▸ **Records provided**:
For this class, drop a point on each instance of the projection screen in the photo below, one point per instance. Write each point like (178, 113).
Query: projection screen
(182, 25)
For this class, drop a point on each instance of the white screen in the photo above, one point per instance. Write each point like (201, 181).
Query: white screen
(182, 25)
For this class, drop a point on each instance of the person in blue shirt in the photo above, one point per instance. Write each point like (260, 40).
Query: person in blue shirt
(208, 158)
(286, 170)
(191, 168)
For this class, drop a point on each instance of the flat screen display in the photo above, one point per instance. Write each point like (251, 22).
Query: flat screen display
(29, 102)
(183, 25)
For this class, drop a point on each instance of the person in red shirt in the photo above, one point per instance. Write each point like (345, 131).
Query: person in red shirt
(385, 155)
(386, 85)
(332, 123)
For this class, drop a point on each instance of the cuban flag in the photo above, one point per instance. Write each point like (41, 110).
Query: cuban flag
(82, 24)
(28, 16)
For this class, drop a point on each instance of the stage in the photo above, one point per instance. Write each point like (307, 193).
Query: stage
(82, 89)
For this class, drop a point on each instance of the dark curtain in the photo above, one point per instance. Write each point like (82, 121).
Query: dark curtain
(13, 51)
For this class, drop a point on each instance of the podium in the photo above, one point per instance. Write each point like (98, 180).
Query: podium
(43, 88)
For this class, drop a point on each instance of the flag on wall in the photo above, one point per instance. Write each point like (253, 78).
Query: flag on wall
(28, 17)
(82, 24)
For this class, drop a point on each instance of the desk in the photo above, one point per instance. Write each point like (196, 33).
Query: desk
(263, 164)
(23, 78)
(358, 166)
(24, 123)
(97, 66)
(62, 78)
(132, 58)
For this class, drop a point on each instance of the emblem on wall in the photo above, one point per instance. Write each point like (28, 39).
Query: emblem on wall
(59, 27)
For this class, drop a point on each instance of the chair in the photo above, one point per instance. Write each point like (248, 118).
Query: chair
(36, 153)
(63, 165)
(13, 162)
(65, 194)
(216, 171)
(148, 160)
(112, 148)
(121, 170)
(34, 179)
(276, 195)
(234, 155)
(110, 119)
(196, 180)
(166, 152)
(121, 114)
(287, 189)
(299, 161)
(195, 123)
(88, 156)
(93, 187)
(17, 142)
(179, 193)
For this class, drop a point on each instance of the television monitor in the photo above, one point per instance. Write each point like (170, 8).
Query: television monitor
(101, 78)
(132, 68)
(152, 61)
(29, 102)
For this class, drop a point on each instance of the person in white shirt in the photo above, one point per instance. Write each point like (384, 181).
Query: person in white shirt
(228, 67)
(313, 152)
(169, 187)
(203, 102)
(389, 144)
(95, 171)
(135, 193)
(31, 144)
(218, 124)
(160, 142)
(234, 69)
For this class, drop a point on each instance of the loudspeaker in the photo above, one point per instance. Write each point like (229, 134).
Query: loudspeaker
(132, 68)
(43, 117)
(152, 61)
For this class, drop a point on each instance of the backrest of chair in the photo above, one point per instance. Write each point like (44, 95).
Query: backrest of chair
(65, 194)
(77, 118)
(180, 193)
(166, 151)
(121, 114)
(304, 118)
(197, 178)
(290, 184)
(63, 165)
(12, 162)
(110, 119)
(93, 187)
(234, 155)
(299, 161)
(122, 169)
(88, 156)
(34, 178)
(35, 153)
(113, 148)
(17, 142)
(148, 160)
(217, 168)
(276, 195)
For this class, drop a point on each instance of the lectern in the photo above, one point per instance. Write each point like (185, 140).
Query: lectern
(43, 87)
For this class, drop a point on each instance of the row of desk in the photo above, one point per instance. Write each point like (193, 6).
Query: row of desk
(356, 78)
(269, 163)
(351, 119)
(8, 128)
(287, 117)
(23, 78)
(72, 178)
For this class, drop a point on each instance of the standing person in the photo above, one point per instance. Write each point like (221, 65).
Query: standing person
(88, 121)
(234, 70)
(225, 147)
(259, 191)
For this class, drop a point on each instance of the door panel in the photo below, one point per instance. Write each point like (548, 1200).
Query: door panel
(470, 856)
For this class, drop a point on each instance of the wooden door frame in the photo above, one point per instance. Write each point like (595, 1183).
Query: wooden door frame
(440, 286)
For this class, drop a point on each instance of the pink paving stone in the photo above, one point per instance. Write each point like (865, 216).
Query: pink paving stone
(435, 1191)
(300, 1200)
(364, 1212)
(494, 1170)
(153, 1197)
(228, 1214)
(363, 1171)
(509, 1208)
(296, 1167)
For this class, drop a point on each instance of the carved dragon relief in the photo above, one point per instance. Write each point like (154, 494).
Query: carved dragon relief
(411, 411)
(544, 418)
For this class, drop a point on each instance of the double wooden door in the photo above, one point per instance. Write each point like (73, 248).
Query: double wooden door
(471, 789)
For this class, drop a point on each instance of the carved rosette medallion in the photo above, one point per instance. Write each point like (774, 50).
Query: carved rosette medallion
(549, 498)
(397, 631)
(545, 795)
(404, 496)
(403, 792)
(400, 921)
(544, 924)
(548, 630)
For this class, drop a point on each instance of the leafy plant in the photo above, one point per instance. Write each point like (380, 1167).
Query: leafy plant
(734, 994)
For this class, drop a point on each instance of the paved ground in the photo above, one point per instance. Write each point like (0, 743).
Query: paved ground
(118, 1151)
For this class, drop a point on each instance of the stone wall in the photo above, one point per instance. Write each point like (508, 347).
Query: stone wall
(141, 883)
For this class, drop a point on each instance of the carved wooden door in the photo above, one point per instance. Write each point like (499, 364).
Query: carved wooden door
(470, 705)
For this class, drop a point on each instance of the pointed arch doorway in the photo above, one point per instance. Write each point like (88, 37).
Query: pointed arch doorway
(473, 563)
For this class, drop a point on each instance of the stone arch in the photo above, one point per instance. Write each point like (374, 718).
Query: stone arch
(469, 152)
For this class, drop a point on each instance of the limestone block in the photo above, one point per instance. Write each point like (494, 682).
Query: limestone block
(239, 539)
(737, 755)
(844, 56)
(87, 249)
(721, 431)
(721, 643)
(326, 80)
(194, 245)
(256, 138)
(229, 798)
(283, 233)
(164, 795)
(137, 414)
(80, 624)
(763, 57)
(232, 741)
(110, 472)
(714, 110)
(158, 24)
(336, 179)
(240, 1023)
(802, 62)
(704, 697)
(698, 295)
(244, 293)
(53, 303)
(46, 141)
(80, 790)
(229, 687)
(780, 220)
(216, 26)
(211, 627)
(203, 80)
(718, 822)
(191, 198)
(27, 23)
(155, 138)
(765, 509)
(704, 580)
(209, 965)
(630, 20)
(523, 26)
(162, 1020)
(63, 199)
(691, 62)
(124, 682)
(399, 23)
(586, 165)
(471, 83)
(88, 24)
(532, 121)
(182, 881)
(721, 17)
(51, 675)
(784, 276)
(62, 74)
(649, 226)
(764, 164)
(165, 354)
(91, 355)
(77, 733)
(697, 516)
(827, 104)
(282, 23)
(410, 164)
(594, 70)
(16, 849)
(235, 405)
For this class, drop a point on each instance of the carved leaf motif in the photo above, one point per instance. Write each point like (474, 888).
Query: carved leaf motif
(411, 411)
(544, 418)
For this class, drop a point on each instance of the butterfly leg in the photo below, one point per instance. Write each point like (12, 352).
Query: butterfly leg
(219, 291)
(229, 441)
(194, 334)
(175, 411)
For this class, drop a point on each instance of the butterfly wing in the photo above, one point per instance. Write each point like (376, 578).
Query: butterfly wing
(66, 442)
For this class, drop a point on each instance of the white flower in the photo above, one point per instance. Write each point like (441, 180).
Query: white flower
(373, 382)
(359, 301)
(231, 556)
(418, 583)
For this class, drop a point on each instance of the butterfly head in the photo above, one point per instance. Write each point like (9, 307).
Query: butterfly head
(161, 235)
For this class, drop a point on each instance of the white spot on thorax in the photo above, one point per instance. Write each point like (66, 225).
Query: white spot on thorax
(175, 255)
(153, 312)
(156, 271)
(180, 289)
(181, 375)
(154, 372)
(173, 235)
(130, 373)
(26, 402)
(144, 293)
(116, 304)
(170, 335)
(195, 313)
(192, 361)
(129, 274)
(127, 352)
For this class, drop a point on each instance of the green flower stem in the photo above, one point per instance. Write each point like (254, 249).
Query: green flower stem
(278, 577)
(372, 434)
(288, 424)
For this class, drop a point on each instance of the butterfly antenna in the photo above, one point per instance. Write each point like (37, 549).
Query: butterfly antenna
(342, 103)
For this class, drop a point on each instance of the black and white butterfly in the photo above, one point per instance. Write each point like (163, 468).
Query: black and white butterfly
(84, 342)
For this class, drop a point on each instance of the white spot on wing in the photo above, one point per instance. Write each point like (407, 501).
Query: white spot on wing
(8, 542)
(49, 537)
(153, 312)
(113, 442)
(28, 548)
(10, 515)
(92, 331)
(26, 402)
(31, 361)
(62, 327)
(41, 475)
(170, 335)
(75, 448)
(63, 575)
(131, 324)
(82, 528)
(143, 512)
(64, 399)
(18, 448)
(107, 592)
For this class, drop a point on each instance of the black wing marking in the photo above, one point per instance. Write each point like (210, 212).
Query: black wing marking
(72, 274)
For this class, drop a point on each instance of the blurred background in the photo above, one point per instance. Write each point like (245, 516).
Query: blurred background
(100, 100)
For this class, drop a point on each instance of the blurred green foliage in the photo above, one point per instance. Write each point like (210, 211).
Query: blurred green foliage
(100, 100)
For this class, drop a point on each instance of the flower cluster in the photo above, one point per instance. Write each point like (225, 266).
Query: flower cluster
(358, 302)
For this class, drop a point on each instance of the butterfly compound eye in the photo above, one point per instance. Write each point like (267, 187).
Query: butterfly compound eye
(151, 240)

▸ **Problem statement**: Where the listing above has a line with "Query: television monitor", start there, and output every line exactly through the line with "like (185, 140).", which is also included.

▸ **Response below**:
Query: television monitor
(101, 78)
(132, 68)
(152, 61)
(29, 102)
For this class, drop a point on each instance of the person in white shirt in the photo above, one point per instance. Write each point like (384, 181).
Query: person in white shirt
(228, 67)
(313, 152)
(169, 187)
(203, 102)
(389, 144)
(95, 171)
(135, 193)
(31, 144)
(218, 124)
(160, 142)
(234, 69)
For this class, drop a point on each instance of the loudspeaker in the photo above, one point per instance. Write each point like (229, 134).
Query: loudspeaker
(132, 68)
(43, 117)
(152, 61)
For this class, drop a point on each instance of the backrest of chair in the photo above, one point per instance. Write each point like (44, 95).
Query: backrest of chair
(65, 194)
(77, 118)
(180, 193)
(166, 151)
(121, 114)
(304, 118)
(197, 178)
(290, 184)
(63, 165)
(12, 162)
(110, 119)
(93, 187)
(234, 155)
(299, 161)
(122, 169)
(88, 156)
(34, 178)
(35, 153)
(113, 148)
(17, 142)
(148, 160)
(217, 168)
(276, 195)
For this class, drop a point on each instance of the lectern in the photo above, one point per instance. Write each point like (185, 140).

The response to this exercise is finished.